**Trecho do documento**
========

A física do século XX impactou em importantes transições paradigmáticas no mundo moderno. O reducionismo de Descartes, traduzido na certeza do conhecimento, bem como a visão mecânica de mundo, conduzida por Newton foram dois conceitos que, de certa forma, estiveram presentes na essência de pureza Kelseniana, influenciando o pensamento jurídico, mas que, nesse novo contexto científico, não mais podem vigorar.

As descobertas da física relativística de Einstein e dos conceitos quânticos trouxeram ao mundo um inovador modelo probabilístico da realidade. Nada é tão certo quanto parecia ser, afinal, se a exatidão matemática não serve mais para prever os fenômenos naturais, quiçá os fenômenos sociais. Assim, inconcebível a ideia da exatidão normativa, sobretudo quando consideramos que a norma é um produto da atividade interpretativa e que, nesse novo contexto, interpretar é criar.

Na mesma senda, a validação das normas jurídicas através da lógica formal não persiste nessa nova conjuntura. A ilusão de uma ciência jurídica pura, apartada das demais ciências, tampouco. Valendo lembrar que a interdisciplinaridade, tão criticada por Hans Kelsen, não exclui a autonomia da ciência, mas, ao contrário, deve ser encarada como instrumento integrador, que permite um olhar mais abrangente de toda a realidade e, consequentemente, como instrumento de eficácia das normas jurídicas. Enfim, na nova acepção de ciência, a autonomia não está necessariamente atrelada ao isolamento.

De tudo que foi dito, nos resta refletir sobre a atividade jurídica atualmente. Diante de todo esse contexto pós-positivista e pós Newtoniano, inconcebível a ideia fria de que norma é sinônimo de lei e de que o exercício do Direito dá-se de maneira objetiva. A física moderna nos convida a uma nova forma de raciocínio e compreensão do fenômeno jurídico, inaugurando uma tendência de análise hermenêutica integradora, indo além dos ditames legais, sociológicos ou jurisprudenciais.

Operar com o Direito não se restringe ao manuseio do texto frio e estático da lei, mas sim com o calor exalado pela dinâmica social, que, diga-se de passagem, é complexa. Uma sociedade complexa, por sua vez, exige um Direito complexo. A Justiça não deve ser manuseada como um poder exclusivamente técnico, profissional e neutro.

De acordo com os conceitos do Direito quântico, nos damos conta da nossa limitação em não enxergar a complexidade do macrocosmo, quando, na verdade, não se pode falar em nada que não seja, ao mesmo tempo, energia e movimento. Os homens, nessa elucidativa analogia, seriam como os quanta, ou seja, partículas delimitadas de energia.

========

**Material fornecido**
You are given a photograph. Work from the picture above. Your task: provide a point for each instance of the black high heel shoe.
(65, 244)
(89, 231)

========

**Tarefas a cumprir**
a – Responda com base no texto sobre física moderna e Direito:
(i) Quais dois conceitos estiveram presentes na essência de pureza kelseniana?
(ii) Como a interdisciplinaridade deve ser encarada?
(iii) Com que os homens são comparados na analogia do Direito quântico?
b – Imprima, sem nenhuma alteração, tudo o que vai de "Operar com o" até "profissional e neutro." no texto sobre física moderna e Direito.

**Respostas esperadas**
a –
(i) O reducionismo de Descartes e a visão mecânica de mundo conduzida por Newton.
(ii) Como instrumento integrador, que permite um olhar mais abrangente de toda a realidade e, consequentemente, como instrumento de eficácia das normas jurídicas.
(iii) Com os quanta, ou seja, partículas delimitadas de energia.

b –
Operar com o Direito não se restringe ao manuseio do texto frio e estático da lei, mas sim com o calor exalado pela dinâmica social, que, diga-se de passagem, é complexa. Uma sociedade complexa, por sua vez, exige um Direito complexo. A Justiça não deve ser manuseada como um poder exclusivamente técnico, profissional e neutro.